= Short task =
Copy exactly the lines from the one containing "Where can the orange safety" through the last line of the records below, including both, and leave out any pictures.

= Exercise materials =
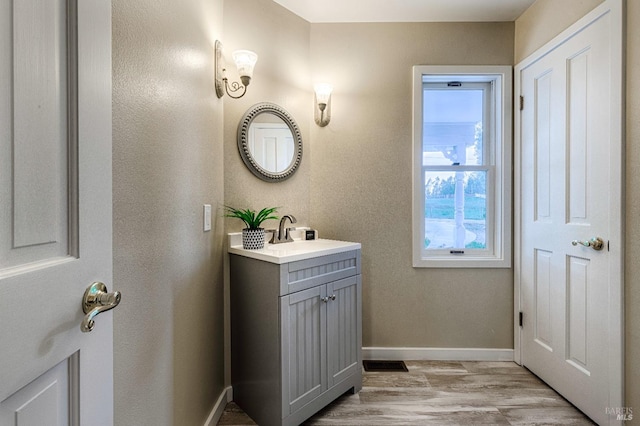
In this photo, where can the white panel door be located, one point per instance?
(55, 211)
(570, 192)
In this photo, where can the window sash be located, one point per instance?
(496, 163)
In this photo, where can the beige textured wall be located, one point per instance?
(361, 181)
(282, 77)
(544, 20)
(533, 29)
(281, 40)
(632, 246)
(167, 163)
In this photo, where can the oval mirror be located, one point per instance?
(270, 142)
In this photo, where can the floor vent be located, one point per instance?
(373, 365)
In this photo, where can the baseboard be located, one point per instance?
(438, 354)
(225, 396)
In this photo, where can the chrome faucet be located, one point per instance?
(283, 235)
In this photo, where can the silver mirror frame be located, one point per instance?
(243, 142)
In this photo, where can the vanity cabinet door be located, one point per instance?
(344, 328)
(304, 337)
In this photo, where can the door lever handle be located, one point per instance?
(595, 243)
(95, 301)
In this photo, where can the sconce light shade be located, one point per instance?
(322, 108)
(245, 62)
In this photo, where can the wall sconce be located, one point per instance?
(322, 108)
(245, 61)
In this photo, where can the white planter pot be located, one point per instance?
(253, 239)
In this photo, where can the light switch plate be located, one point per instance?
(207, 217)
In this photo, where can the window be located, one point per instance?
(462, 166)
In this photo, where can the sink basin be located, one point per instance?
(290, 252)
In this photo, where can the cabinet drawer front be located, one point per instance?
(305, 274)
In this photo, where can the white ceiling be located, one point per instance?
(317, 11)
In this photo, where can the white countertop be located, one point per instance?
(290, 252)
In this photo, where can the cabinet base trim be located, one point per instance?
(438, 354)
(214, 416)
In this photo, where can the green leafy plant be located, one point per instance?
(250, 218)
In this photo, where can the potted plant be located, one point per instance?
(253, 234)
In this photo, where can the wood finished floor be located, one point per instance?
(444, 393)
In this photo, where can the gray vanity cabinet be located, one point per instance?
(296, 335)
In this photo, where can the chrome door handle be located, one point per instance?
(595, 243)
(96, 300)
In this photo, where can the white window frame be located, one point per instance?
(497, 147)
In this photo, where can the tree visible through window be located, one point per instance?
(459, 175)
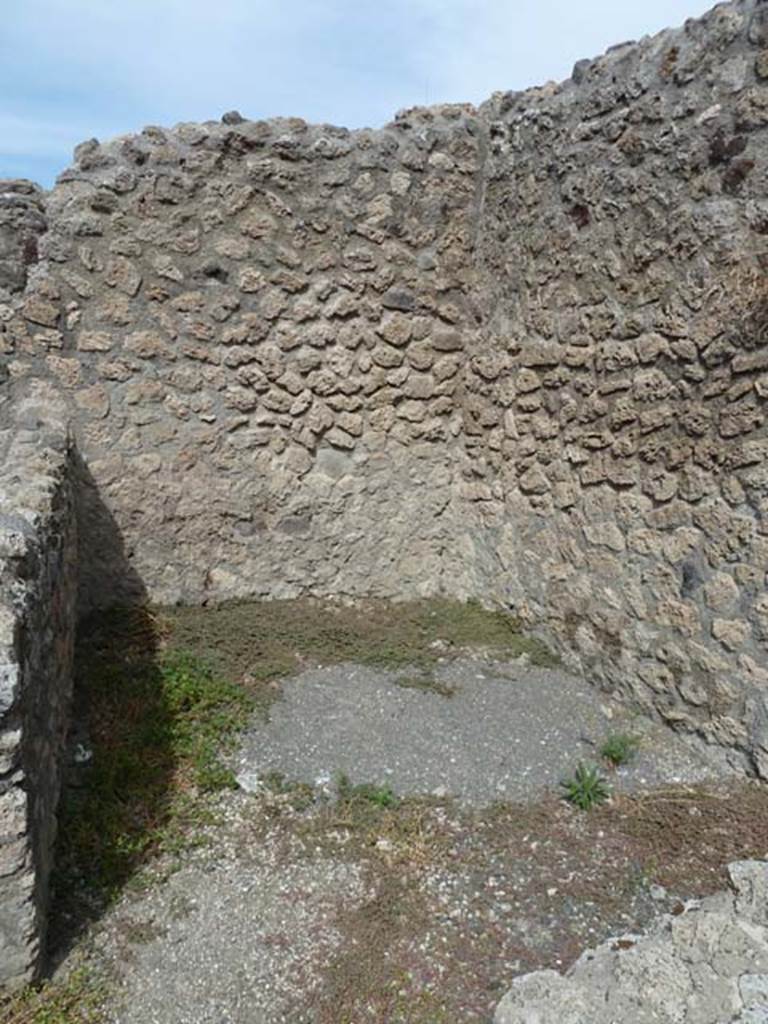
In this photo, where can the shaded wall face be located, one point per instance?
(38, 586)
(625, 256)
(261, 329)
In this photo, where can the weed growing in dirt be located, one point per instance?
(586, 788)
(379, 796)
(620, 748)
(258, 642)
(77, 999)
(157, 721)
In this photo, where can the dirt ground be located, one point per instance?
(366, 900)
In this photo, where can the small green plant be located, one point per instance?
(586, 788)
(620, 749)
(379, 796)
(79, 998)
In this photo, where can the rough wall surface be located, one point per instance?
(624, 251)
(261, 329)
(515, 353)
(37, 626)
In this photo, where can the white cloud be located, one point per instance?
(73, 69)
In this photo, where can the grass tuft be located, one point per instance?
(158, 722)
(586, 788)
(620, 748)
(79, 998)
(379, 796)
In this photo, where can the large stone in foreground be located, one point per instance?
(708, 965)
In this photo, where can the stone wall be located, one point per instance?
(515, 352)
(261, 329)
(37, 626)
(624, 258)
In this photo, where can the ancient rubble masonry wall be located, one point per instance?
(515, 352)
(261, 328)
(623, 374)
(37, 626)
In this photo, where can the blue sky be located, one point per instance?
(74, 69)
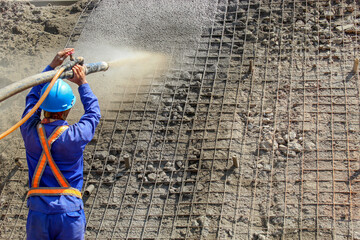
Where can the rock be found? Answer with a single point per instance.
(101, 155)
(283, 148)
(86, 166)
(151, 168)
(292, 154)
(290, 136)
(193, 167)
(268, 145)
(198, 76)
(329, 15)
(345, 27)
(259, 236)
(295, 146)
(280, 140)
(162, 174)
(112, 158)
(109, 168)
(97, 165)
(173, 190)
(179, 164)
(169, 164)
(152, 177)
(51, 27)
(16, 30)
(179, 108)
(185, 75)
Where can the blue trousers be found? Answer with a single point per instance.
(69, 226)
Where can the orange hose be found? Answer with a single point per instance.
(41, 100)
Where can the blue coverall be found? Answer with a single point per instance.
(59, 217)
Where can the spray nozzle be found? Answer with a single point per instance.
(71, 55)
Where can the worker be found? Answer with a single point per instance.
(54, 153)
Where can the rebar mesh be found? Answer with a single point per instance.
(270, 85)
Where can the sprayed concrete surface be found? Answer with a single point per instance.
(198, 87)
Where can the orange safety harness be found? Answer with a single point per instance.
(65, 188)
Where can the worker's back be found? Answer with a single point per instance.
(67, 151)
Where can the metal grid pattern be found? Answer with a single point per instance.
(270, 85)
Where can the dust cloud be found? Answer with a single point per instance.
(127, 68)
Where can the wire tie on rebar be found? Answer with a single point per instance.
(127, 161)
(235, 162)
(89, 189)
(251, 67)
(356, 65)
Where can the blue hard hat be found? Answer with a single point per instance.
(60, 98)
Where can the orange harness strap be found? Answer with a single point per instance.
(65, 188)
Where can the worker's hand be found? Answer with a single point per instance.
(61, 56)
(79, 75)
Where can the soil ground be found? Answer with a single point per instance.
(266, 85)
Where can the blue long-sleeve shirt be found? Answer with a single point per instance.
(67, 150)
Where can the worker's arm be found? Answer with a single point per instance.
(84, 130)
(34, 95)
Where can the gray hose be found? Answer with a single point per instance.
(44, 77)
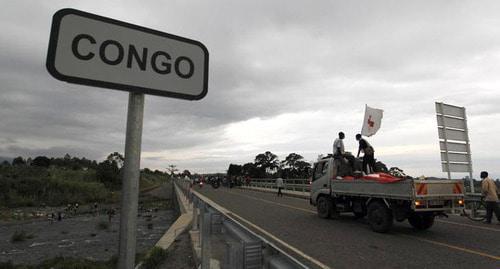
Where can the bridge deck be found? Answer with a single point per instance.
(455, 242)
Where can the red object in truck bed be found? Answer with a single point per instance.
(379, 177)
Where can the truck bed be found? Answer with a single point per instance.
(406, 189)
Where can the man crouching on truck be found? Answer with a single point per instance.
(489, 190)
(368, 154)
(342, 157)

= Exercise response =
Where can the orange safety harness be found? Answer with a single point per instance.
(65, 188)
Where can the worker's back be found? Answer with a single point per instance.
(67, 151)
Where can the metal grid pattern be found? Answer with a single point per instance.
(270, 85)
Where can the dust cloud be found? Answer with a single point per instance.
(127, 68)
Where can the wire tie on rebar be found? Answer with a single point per instance.
(127, 161)
(235, 162)
(89, 189)
(251, 67)
(356, 65)
Where can the blue hard hat be found? Answer with a single point per instance.
(60, 98)
Where can the orange harness strap be found? Answer with a single point per instance.
(65, 188)
Where can the worker's hand be found? Answer with a single point per instance.
(61, 56)
(79, 75)
Where can the soil ground be found? Answer with a single point per instance.
(266, 85)
Where can the blue long-sleeve shirt be found? Answer with a single point per instance.
(67, 150)
Where can the worker's arm be found? Answer with a single point per instance.
(84, 130)
(34, 95)
Where can the gray hose be found? Answer with a single point per instance.
(44, 77)
Where can the bridge deck be found? Answer with a single point per instance.
(455, 242)
Where can the red object in truck bed be found? Answer with a single point per instance.
(379, 177)
Where can the truck bed be found? Answer with a single point per instance.
(406, 189)
Where can the man crouching on truck be found? Answer with a single point per instance.
(489, 190)
(368, 154)
(342, 157)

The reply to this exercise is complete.